Text under study:
--- START ---

Personal information
- Born: 19 September 1977 (age 48) Sendai, Japan
- Height: 1.80 m (5 ft 11 in)
- Weight: 73 kg (161 lb; 11.5 st)
- Sporting nationality: Japan

Career
- Status: Professional
- Current tour: Japan Golf Tour
- Professional wins: 3
- Highest ranking: 95 (24 December 2006)

Number of wins by tour
- Japan Golf Tour: 3

Best results in major championships
- Masters Tournament: DNP
- PGA Championship: DNP
- U.S. Open: DNP
- The Open Championship: CUT: 2004

Medal record
Asian Games
| Gold medal – first place | 1998 Bangkok | Men's team |
| Bronze medal – third place | 1998 Bangkok | Individual |

= Hidemasa Hoshino =

Japanese golfer (born 1977)

Hidemasa Hoshino (星野 英正, Hoshino Hidemasa) is a Japanese golfer.

--- END ---

Recorded data:
--- START ---

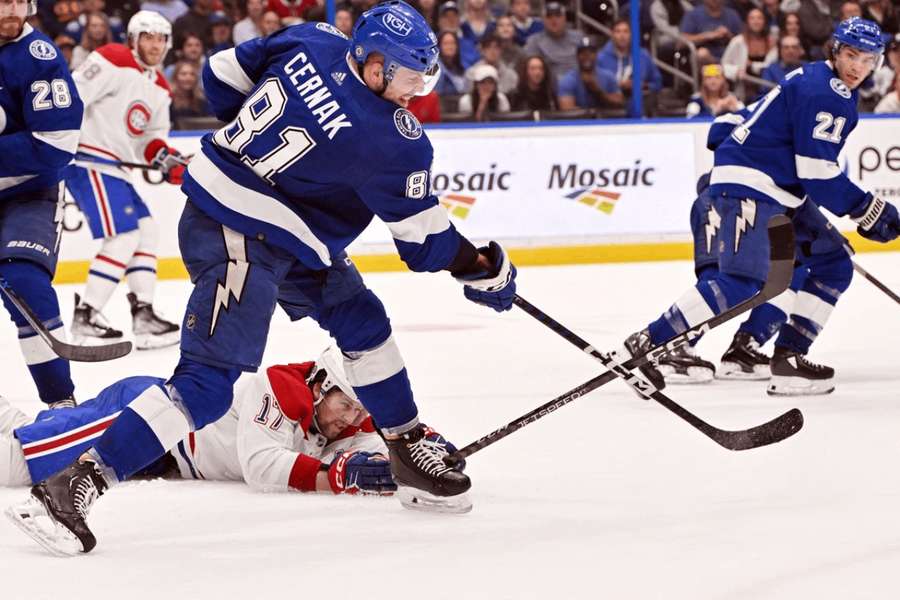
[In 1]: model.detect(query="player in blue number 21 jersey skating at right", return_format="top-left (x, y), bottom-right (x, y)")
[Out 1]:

--- END ---

Problem set:
A) From the Hidemasa Hoshino profile, return the passage from "Medal record" up to and including "golfer (born 1977)".
B) According to the Hidemasa Hoshino profile, what was his highest ranking, and on what date did he reach it?
C) Continue the Hidemasa Hoshino profile from where it stops.

Your written answers:
A)
Medal record
Asian Games
| Gold medal – first place | 1998 Bangkok | Men's team |
| Bronze medal – third place | 1998 Bangkok | Individual |

= Hidemasa Hoshino =

Japanese golfer (born 1977)

B) 95, on 24 December 2006.

C)
==Career==
Hoshino was born in Sendai, Miyagi Prefecture. He has won three times on the Japan Golf Tour. He has featured in the top 100 of the Official World Golf Ranking.

==Professional wins (3)==
===Japan Golf Tour wins (3)===

| Legend |
|---|
| Japan majors (1) |
| Other Japan Golf Tour (2) |

| No. | Date | Tournament | Winning score | Margin of victory | Runner(s)-up |
|---|---|---|---|---|---|
| 1 | 4 May 2003 | The Crowns | −10 (69-64-70-67=270) | 3 strokes | JPN Toshimitsu Izawa, MYA Zaw Moe, JPN Taichi Teshima |
| 2 | 1 Oct 2006 | Coca-Cola Tokai Classic | −2 (70-73-72-67=282) | 2 strokes | JPN Katsumasa Miyamoto |
| 3 | 6 Jul 2008 | UBS Japan Golf Tour Championship ShishidoHills | −12 (70-66-66-70=272) | 5 strokes | AUS Brendan Jones, JPN Takao Nogami |

Japan Golf Tour playoff record (0–1)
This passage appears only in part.